[start Available records]
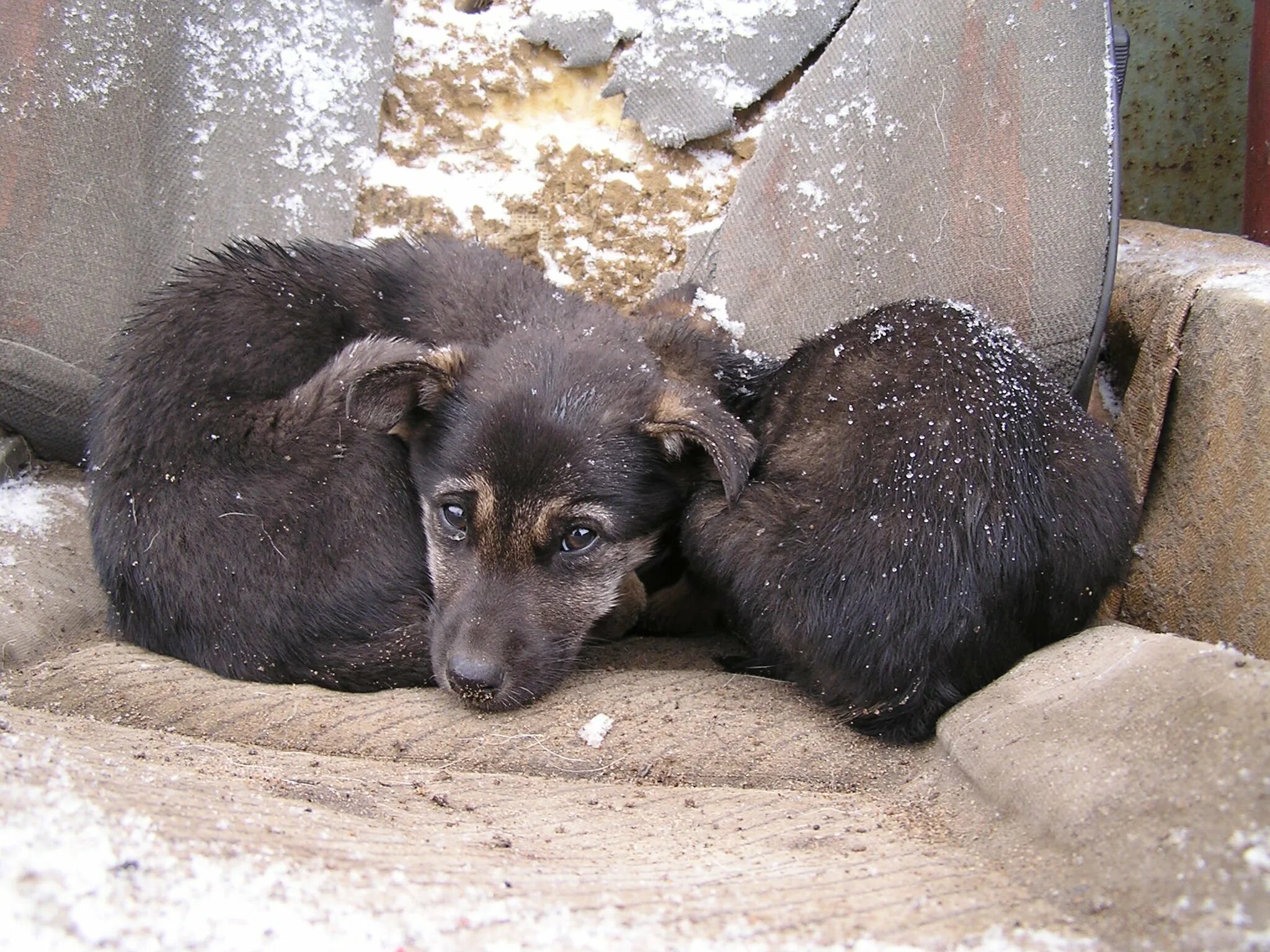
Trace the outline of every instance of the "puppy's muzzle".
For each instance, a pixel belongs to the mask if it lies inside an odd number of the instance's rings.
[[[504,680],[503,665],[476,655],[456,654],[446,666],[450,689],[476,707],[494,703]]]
[end Available records]
[start Available records]
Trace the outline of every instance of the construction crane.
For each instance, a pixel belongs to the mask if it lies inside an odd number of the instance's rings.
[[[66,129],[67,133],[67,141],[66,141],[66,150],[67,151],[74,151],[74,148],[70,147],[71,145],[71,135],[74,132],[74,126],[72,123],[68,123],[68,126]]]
[end Available records]
Pick out each line of the material above that contains the word "outline" and copy those lines unchanged, one per line.

Answer to this task:
Trace the outline of every instance of the "puppy's muzzle".
Trace the outline of every instance of the construction crane.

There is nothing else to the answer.